▸ INFORMATION SUPPLIED

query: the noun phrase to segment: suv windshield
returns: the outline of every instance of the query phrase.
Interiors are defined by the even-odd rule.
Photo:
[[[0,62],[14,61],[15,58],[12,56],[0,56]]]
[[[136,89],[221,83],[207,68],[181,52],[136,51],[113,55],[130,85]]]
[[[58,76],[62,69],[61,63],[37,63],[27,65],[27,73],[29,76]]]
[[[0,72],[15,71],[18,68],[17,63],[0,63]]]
---
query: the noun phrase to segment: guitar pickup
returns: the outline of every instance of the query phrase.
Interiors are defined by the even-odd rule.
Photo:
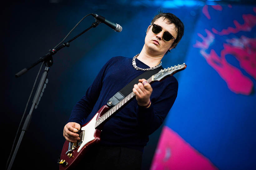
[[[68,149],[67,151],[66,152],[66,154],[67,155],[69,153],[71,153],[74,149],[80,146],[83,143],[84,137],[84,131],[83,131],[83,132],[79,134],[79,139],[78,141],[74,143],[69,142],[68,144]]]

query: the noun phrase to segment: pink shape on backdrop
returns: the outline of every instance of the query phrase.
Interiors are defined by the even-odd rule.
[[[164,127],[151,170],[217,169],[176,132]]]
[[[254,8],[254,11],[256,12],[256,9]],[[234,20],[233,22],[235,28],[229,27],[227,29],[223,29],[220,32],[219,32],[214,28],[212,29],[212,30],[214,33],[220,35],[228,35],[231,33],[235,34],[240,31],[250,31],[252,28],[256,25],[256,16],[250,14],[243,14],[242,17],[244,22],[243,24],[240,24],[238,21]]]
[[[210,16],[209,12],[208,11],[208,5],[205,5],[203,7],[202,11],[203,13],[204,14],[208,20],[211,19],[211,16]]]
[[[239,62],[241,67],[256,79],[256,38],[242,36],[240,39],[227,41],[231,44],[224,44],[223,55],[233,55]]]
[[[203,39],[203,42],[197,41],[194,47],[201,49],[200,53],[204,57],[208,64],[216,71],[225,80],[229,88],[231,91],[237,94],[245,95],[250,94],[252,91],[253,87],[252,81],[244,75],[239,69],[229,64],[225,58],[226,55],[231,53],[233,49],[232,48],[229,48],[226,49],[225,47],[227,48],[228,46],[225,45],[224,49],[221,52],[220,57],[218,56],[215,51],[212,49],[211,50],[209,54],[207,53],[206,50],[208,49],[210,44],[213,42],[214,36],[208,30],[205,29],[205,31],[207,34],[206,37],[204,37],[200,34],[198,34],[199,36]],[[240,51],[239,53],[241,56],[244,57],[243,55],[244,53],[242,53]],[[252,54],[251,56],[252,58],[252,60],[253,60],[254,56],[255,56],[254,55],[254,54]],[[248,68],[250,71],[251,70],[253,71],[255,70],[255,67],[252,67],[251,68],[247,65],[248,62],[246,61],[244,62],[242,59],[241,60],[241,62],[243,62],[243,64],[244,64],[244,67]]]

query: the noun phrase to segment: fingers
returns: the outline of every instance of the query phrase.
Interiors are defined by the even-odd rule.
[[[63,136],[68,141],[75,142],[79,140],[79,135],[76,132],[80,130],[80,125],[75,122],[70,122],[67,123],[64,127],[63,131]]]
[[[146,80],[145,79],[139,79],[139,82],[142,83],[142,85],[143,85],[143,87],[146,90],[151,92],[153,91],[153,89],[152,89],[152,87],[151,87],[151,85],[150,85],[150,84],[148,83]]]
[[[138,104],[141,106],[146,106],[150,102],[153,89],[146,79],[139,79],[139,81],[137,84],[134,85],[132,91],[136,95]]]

▸ TASK INSTRUCTIONS
Write out, character for character, the lines of the listing between the one holding "query: the noun phrase to segment: suv" and the one holding "[[[0,72],[15,71],[18,68],[17,63],[0,63]]]", both included.

▸ EXPECTED ANSWER
query: the noun phrase to segment: suv windshield
returns: the outline of every instance of the query phrase.
Interiors are defined by the even-odd rule.
Photo:
[[[0,62],[14,61],[15,58],[12,56],[0,56]]]
[[[136,89],[221,83],[207,68],[181,52],[136,51],[113,55],[130,85]]]
[[[58,76],[62,69],[61,63],[37,63],[27,65],[27,73],[29,76]]]
[[[0,72],[15,71],[18,68],[17,63],[0,63]]]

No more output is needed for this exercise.